*PROMPT:* Please continue the account below of the British departure from Dublin and the train ambush near Kilmeadan, picking up after its final line.

*PASSAGE TO READ:*
The politicians in Westminster were comfortable in doing this because they were handing control of their then newest acquisition from actual British political and military forces to pro-British political and military forces.

The last 3,500 British troops in Dublin marched from their various barracks (including the former British General Headquarters at Parkgate Street and the 'Royal Barracks', now Collins Barracks) to the North Wall area of Dublin Port.

They boarded ships, including the SS Arvonia, and sailed for home, in England.

A British Army Captain, a Mr Henry Robinson, was said to be the very last soldier to board his ship at 3:45pm, on that date, the 17th December 1922.

So here's to you, Mr Robinson, but there are still about 2,000 armed British soldiers in Ireland, in our six north-eastern counties ; hopefully their ship will sail soon...

















As Mr Robinson and his grouping were waving goodbye to Dublin, and it to him, I'm sure, about 165km (103 miles) down the road a train was brought to a sudden stop.

Volunteer Captain Thomas Keating was in command of a column of rebels (who were headquartered in the Comeragh Mountains) and they had removed a section of track on the Mallow to Waterford railway line, forcing the train to come to a stop outside the town of Cill Mhíodáin (Kilmeaden/Kilmeadan).

The IRA then boarded it and, as a section of the men removed the mailbags, other rebels removed the passengers.

The mailbags were put carefully to one side, a distance away from the train, and the passengers were told to walk the five mile distance back to the station where they had got on.

The mailbags usually contained information of use to the rebels, and destroying traintrack infrastructure etc disrupted the Stater army and its transport and communication lines.

The train engine, two carriages and the guards van were set on fire and, before the fires had fully caught, the train driver was told to start the engine and drive the train forward, onto the missing track - he refused, was put off the train and a rebel hand done the job instead.

The train derailed, toppled over and burned itself into a state of uselessness.

The rebel fighters returned safely to base.

(RIP Volunteer Captain Thomas Keating.)

*GIVEN DATA:*
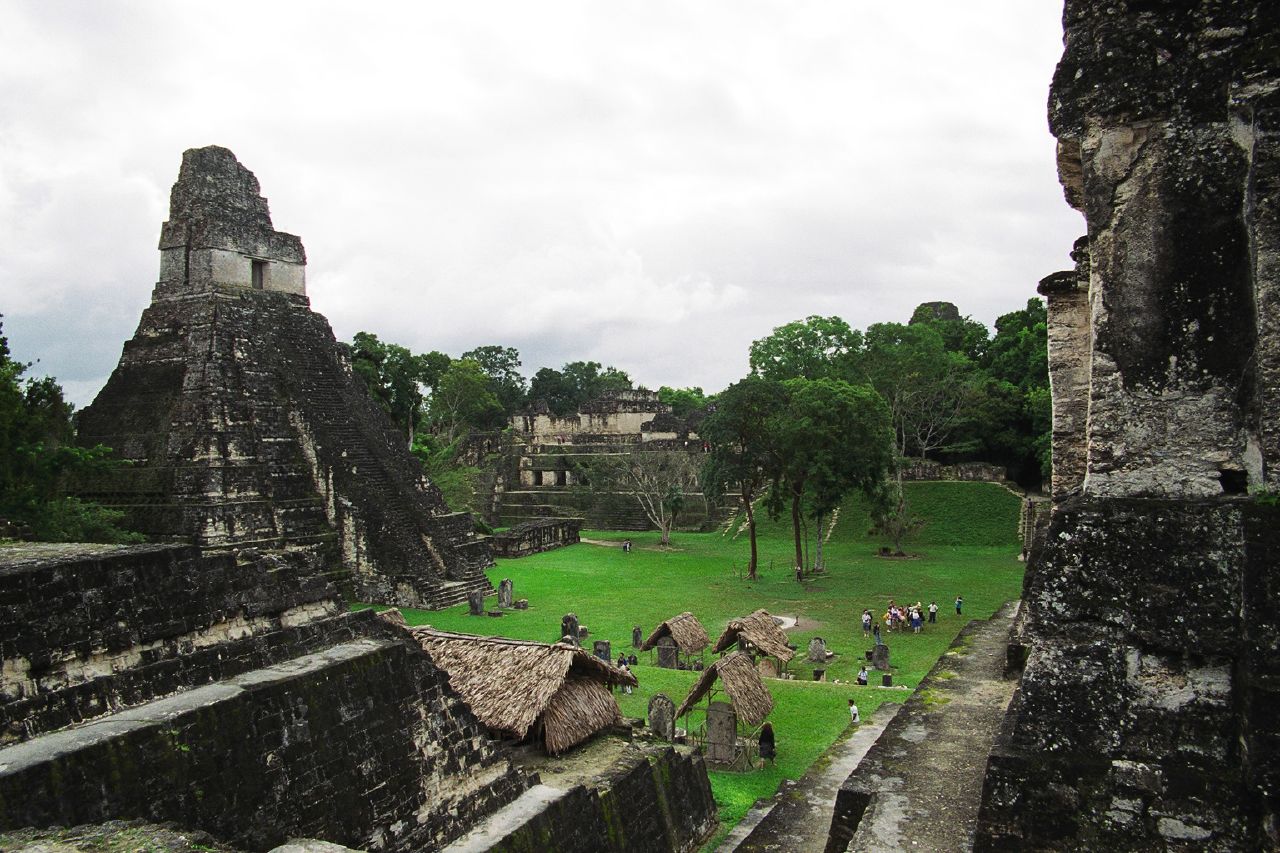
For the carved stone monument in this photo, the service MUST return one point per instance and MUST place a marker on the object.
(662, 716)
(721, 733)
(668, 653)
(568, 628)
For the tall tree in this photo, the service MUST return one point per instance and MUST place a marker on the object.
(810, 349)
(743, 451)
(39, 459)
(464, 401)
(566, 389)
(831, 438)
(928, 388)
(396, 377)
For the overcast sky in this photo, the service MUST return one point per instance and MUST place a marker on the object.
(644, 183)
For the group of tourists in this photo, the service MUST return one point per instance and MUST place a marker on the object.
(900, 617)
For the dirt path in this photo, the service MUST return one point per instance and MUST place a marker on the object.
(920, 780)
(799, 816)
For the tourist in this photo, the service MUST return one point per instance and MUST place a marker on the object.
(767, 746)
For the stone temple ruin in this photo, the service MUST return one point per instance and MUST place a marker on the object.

*ANSWER TO THE EXERCISE:*
==========================







55 YEARS AGO TODAY (17TH DECEMBER 1970) : EVE OF THE FORMATION OF A LOYALIST DEATH-SQUAD.



The 'Ulster Defence Regiment', a pro-British loyalist paramilitary gang, was established by Westminster on the 18th December 1970 and continued to uphold the British writ, as the UDR, until 1992, when they were amalgamated with the 'Royal Irish Rangers' to form the 'Royal Irish Regiment'.

In every country it occupied (...and in every country it continues to either occupy or take an 'interest' in) Britain, like other imperialist forces, recruits a native 'workforce' which it uses to serve its interests.

In the mid-to-late 19th Century in Ireland, for instance, Westminster decreed that the then Irish police force be re-named the 'Royal Irish Constabulary', a move which the then British 'queen', Victoria, was strongly in favour of, as a 'reward' to them in payment for the cruel manner in which they dealt with the Fenian Rising.

In the early 1920's, after Britain had partitioned Ireland, the paramilitary RIC groupings in the Six Counties were re-classified as the 'RUC', 'U' for 'Ulster' ('1169...' comment : sic - Ulster has nine counties , not six) and a new pro-British death squad was also established - the 'USC' (or the 'B Specials', as they were better known) , comprised of native loyalist/unionist supporters, sharing a common hatred of all things Irish.

British military forces show proper respect for their flag.

'The Specials' were left with more or less a free rein by Westminster to 'maintain (English) law and order' in that part of Ireland but they dirtied their own doorstep so often that Westminster, long embarrassed by having to clean up after them so often, produced a report which, basically (much to the disgust of the local 'powers-that-be') , called for their reign to be brought to an end but, by coincidence (!) , a new pro-British murder gang was formed : the UDR.

This latest reincarnation of the RIC/RUC/USC/B Specials (which also 'traded' as the 'UVF') had, by 1992, ran out of doorsteps to dirty and, in that age-old British 'tradition', was 're-launched/re-named' as the 'Royal Irish Regiment' (RIR), on 1st July 1992.

But regardless of what name or uniform Westminster dresses them up as (or in) they will remain what they have always been - mercenary boot-boys in military garb, whether in Ireland or abroad.

And they will continue to meet the same response that their ilk so readily dish out to those that dare challenge the 'might of the British Empire'.



































One of the many problems that partitioning Ireland brought for Westminster, God help them, to be sure, was the subject of social welfare payments to, for instance, an unemployed man or woman in England compared to an unemployed man or woman in the British-occupied six north-eastern counties of Ireland.

It was with this in mind that the then British 'Under-Secretary for Ireland', a Mr John Anderson (' 'Sir' John Anderson, 1st Viscount Waverley') wrote to a colleague of his in the British Ministry of Labour on the 17th December, 1924.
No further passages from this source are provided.